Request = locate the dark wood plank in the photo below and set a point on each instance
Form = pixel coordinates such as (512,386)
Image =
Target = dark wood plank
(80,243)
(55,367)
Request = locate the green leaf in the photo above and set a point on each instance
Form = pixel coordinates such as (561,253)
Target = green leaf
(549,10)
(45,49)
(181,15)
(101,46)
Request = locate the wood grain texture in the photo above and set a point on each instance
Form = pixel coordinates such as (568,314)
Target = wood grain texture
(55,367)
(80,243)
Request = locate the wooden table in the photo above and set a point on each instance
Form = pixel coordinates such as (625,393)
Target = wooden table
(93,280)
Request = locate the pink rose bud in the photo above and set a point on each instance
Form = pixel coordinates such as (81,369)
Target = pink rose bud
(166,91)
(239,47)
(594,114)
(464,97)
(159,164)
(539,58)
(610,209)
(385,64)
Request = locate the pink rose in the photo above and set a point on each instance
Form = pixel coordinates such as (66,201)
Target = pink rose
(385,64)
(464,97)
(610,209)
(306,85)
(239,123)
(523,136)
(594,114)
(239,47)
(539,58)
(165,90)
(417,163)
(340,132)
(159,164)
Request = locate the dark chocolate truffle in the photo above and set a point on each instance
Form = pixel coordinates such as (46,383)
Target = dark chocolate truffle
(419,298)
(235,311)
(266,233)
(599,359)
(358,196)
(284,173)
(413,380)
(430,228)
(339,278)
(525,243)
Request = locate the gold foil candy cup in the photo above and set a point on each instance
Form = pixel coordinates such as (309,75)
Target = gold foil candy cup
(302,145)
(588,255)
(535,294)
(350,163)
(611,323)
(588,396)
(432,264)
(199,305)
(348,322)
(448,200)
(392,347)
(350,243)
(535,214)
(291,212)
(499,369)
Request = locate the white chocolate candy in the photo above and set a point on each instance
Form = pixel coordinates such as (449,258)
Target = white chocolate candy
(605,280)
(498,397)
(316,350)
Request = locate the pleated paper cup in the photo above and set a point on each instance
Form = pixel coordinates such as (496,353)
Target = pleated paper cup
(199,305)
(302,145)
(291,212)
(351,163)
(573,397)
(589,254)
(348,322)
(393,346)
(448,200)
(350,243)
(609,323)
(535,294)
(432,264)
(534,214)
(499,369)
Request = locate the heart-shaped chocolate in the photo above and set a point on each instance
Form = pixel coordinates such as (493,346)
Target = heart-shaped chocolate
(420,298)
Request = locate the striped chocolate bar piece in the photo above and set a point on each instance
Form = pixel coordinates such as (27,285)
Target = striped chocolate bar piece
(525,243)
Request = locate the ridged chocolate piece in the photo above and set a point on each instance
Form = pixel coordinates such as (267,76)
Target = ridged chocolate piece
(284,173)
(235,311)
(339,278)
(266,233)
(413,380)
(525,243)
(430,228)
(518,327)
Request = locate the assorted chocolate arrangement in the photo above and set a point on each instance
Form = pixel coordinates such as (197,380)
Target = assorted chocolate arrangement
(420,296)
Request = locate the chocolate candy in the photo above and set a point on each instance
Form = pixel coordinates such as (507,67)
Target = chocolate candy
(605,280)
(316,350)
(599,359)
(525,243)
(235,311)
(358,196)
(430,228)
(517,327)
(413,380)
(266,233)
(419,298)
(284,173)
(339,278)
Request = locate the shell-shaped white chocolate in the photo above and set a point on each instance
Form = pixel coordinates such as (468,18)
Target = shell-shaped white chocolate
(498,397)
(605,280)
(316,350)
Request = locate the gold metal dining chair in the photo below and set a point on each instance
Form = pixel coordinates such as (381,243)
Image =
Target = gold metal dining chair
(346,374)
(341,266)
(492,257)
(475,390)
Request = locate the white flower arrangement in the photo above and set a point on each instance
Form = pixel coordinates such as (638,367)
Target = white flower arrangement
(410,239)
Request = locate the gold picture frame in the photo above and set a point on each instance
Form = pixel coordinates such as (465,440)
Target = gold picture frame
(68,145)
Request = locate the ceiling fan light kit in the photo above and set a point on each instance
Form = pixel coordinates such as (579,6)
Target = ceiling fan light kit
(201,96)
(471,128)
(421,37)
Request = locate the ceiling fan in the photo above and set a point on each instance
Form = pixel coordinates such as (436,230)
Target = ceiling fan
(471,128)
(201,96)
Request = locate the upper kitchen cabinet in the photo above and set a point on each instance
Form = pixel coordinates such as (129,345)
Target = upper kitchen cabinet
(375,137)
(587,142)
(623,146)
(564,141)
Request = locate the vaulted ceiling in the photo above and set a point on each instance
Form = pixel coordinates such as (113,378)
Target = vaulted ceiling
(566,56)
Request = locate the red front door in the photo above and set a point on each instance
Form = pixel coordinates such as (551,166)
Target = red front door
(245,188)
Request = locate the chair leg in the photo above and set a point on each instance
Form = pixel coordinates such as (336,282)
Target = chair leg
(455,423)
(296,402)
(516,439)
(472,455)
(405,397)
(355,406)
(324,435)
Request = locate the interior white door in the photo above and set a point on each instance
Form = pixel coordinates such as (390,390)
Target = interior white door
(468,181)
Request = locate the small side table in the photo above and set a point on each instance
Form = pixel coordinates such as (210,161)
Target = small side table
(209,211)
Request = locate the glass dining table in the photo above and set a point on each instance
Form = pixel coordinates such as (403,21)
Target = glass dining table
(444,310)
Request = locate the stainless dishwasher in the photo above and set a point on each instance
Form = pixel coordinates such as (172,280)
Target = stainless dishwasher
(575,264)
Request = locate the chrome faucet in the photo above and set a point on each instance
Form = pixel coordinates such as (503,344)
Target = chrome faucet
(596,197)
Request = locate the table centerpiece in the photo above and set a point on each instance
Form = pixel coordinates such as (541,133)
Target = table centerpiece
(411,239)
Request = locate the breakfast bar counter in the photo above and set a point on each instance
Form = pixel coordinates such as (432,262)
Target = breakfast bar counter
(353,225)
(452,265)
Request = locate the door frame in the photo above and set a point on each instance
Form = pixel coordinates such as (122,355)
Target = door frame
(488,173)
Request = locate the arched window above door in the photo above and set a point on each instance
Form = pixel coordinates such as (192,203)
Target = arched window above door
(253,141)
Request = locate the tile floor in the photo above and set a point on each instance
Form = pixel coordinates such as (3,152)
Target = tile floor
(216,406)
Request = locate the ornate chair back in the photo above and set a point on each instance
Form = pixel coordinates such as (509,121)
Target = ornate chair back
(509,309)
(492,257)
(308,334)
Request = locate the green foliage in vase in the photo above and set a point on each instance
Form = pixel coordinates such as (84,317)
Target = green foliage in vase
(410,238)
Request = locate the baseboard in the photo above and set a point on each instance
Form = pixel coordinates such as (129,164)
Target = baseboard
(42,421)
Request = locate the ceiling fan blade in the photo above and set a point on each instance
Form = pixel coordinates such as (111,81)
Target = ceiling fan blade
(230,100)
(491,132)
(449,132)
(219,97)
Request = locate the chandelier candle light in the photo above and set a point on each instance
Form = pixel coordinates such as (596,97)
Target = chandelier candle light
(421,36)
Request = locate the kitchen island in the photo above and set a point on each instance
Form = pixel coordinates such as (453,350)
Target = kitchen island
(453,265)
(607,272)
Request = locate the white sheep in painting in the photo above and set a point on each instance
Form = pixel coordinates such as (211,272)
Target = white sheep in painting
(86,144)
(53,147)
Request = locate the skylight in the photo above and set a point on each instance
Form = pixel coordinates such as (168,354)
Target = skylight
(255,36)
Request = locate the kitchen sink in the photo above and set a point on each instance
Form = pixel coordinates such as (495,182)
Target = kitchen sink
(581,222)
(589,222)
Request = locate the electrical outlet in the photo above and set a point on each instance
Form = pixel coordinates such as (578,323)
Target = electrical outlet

__WHAT IS EXPECTED__:
The whole listing above is to be reproduced without any slip.

__RESULT__:
Request = locate the dark wood plank in the photo below and set a point on each instance
Form = pixel coordinates such as (512,386)
Image =
Target = dark wood plank
(80,243)
(55,367)
Request = locate the green leaf in the photo above and set a point on each instance
Form = pixel coordinates such as (561,253)
Target = green leaf
(549,10)
(45,49)
(181,15)
(101,46)
Request = locate the wood grain texture in the photo above and set a point on each instance
Form = pixel coordinates such as (568,314)
Target = wood grain texture
(55,367)
(80,243)
Request = locate the wooden table in the photo above and set a point on each instance
Form = pixel coordinates such as (625,393)
Target = wooden table
(93,280)
Request = locate the pink rose bud in the photo above and set a point on each instance
Form = pixel coordinates such as (81,369)
Target = pink rose bud
(166,91)
(239,47)
(594,114)
(464,97)
(159,164)
(539,58)
(610,209)
(385,64)
Request = locate the pink rose in the photo above and set a point on each instance
Form = pixel coordinates such as (66,201)
Target = pink rose
(385,64)
(464,97)
(610,209)
(306,85)
(239,123)
(523,136)
(594,114)
(239,47)
(539,58)
(165,90)
(417,163)
(340,132)
(159,164)
Request = locate the dark chocolate truffle in the photo above and set a point on each instance
Form = pixel coordinates such as (46,383)
Target = dark chocolate truffle
(419,298)
(235,311)
(266,233)
(599,359)
(358,196)
(284,173)
(413,380)
(430,228)
(339,278)
(525,243)
Request = locate the gold foil candy cup in the photo above and set a point on each instance
Form = pixel coordinates such as (309,75)
Target = gold foil candy cup
(302,145)
(588,255)
(535,294)
(350,163)
(611,323)
(588,396)
(432,264)
(199,305)
(348,322)
(448,200)
(392,347)
(350,243)
(535,214)
(291,212)
(499,369)
Request = locate the white chocolate candy in the photo above and set a point on each instance
Form = pixel coordinates such as (449,258)
Target = white chocolate candy
(605,280)
(498,397)
(316,350)
Request = locate the pleated paper cup in the photo above and set a point on each instance
Form = pixel coordinates such as (496,353)
Target = pleated paper cup
(199,305)
(302,145)
(291,212)
(351,163)
(573,397)
(589,254)
(348,322)
(393,346)
(448,200)
(350,243)
(609,323)
(535,294)
(432,264)
(534,214)
(499,369)
Request = locate the heart-shaped chocolate in the photo above and set a point on each instance
Form = pixel coordinates such as (493,346)
Target = heart-shaped chocolate
(420,298)
Request = locate the striped chocolate bar piece in the photo above and set a point on each instance
Form = pixel coordinates such as (27,285)
Target = striped chocolate bar piece
(525,243)
Request = locate the ridged chocolate piece in the photo above and set a point on each instance
Form = pixel coordinates such as (267,76)
Target = ridged chocolate piece
(284,173)
(235,311)
(339,278)
(266,233)
(413,380)
(525,243)
(430,228)
(518,327)
Request = locate the assorted chocolate arrangement in the photo above and set a point on each instance
Form = pixel coordinates such as (197,380)
Target = assorted chocolate arrangement
(420,296)
Request = locate the chocolate candy in the photo above and set a point on each instance
Form = pixel coordinates such as (507,67)
Target = chocolate candy
(605,280)
(316,350)
(599,359)
(525,243)
(235,311)
(358,196)
(430,228)
(517,327)
(413,380)
(266,233)
(419,298)
(284,173)
(339,278)
Request = locate the shell-shaped white chocolate in the photo above and set a point on each instance
Form = pixel coordinates such as (468,18)
Target = shell-shaped white chocolate
(498,397)
(605,280)
(316,350)
Request = locate the gold metal dining chair in the photo below and set a point on each instance
Form = pixel coordinates such as (381,243)
Image =
Target = gold metal dining chair
(346,374)
(341,266)
(492,257)
(475,390)
Request = locate the white flower arrangement in the photo above and set a point on each instance
Form = pixel coordinates such as (638,367)
Target = white flower arrangement
(410,239)
Request = locate the gold picture frame in the photo above and set a point on each instance
Form = pixel coordinates such as (465,440)
Target = gold picture frame
(68,145)
Request = locate the ceiling fan light kit in the photo above and set a point on each instance
Form = pixel coordinates such as (579,6)
Target = ceiling fan light kit
(201,96)
(471,128)
(421,37)
Request = locate the ceiling fan in the photo above and set a point on each instance
Form = pixel coordinates such as (436,230)
Target = ceiling fan
(471,128)
(201,96)
Request = locate the upper kitchen cabinet in the photo above and set a point on each instance
Form = pixel coordinates such as (129,345)
Target = upper kitchen cabinet
(375,137)
(587,142)
(623,146)
(564,141)
Request = locate the vaulted ceiling in the photo above and set a point on each instance
Form = pixel coordinates such as (113,378)
Target = vaulted ceiling
(566,56)
Request = locate the red front door in the photo above and set a point on each instance
Form = pixel coordinates such as (551,166)
Target = red front door
(245,188)
Request = locate the chair leg in the photo above and set a point on each instance
Form = pixel coordinates such as (336,282)
Target = chair leg
(455,423)
(296,402)
(516,439)
(472,455)
(405,397)
(355,406)
(324,435)
Request = locate the interior white door in the photo above and set a point on each instance
Form = pixel coordinates such as (390,390)
Target = interior white door
(468,181)
Request = locate the small side table in the photo above and set a point on each instance
Form = pixel coordinates such as (210,161)
Target = small side table
(209,211)
Request = locate the glass dining table in the photo above and set a point on each instance
Form = pixel coordinates such as (403,21)
Target = glass dining table
(444,310)
Request = locate the stainless dishwasher in the photo above and set a point on each instance
Form = pixel coordinates such as (172,280)
Target = stainless dishwasher
(575,264)
Request = locate the chrome faucet in the photo above and set a point on each instance
Form = pixel coordinates such as (503,344)
Target = chrome faucet
(596,197)
Request = locate the table centerpiece in the photo above and set a point on each instance
Form = pixel coordinates such as (541,133)
Target = table centerpiece
(411,239)
Request = locate the breakfast bar counter in the photo above and set a point on each instance
Form = pixel coordinates such as (432,262)
Target = breakfast bar counter
(353,225)
(452,265)
Request = locate the door frame in the photo above and set a point on each instance
Form = pixel coordinates such as (122,355)
Target = door frame
(488,173)
Request = locate the arched window above door in the photo above and set a point on each instance
Form = pixel coordinates such as (192,203)
Target = arched window above door
(253,141)
Request = locate the tile floor in the photo above and set a point on each instance
Form = pixel coordinates such as (3,152)
Target = tile floor
(216,406)
Request = locate the ornate chair back in the photo above and set a point on each instance
Form = pixel coordinates such as (509,121)
Target = ornate chair back
(509,309)
(492,257)
(308,334)
Request = locate the green foliage in vase in the photo above and set a point on each instance
Form = pixel coordinates such as (84,317)
Target = green foliage in vase
(410,238)
Request = locate the baseboard in the photo above and set a point on each instance
Form = pixel coordinates such as (129,164)
Target = baseboard
(42,421)
Request = locate the ceiling fan blade in the photo above and set a point on each instance
Form = pixel coordinates such as (111,81)
Target = ceiling fan blade
(230,100)
(491,132)
(449,132)
(219,97)
Request = locate the chandelier candle light in the photo above and set a point on each instance
Form = pixel coordinates such as (596,97)
Target = chandelier candle light
(421,36)
Request = locate the kitchen island in the photo above and set a point on each instance
Form = pixel coordinates such as (453,350)
Target = kitchen island
(453,265)
(607,272)
Request = locate the white sheep in painting in the photo above and set a point on each instance
Form = pixel coordinates such as (211,272)
Target = white sheep in painting
(86,144)
(53,147)
Request = locate the skylight in the photo above and set a point on each instance
Form = pixel coordinates such as (168,354)
Target = skylight
(255,36)
Request = locate the kitchen sink in the photo above and set a point on each instance
Form = pixel coordinates such as (495,182)
Target = kitchen sink
(581,222)
(589,222)
Request = locate the electrical outlet in the photo above and set a point on each instance
Form = pixel coordinates such as (578,323)
Target = electrical outlet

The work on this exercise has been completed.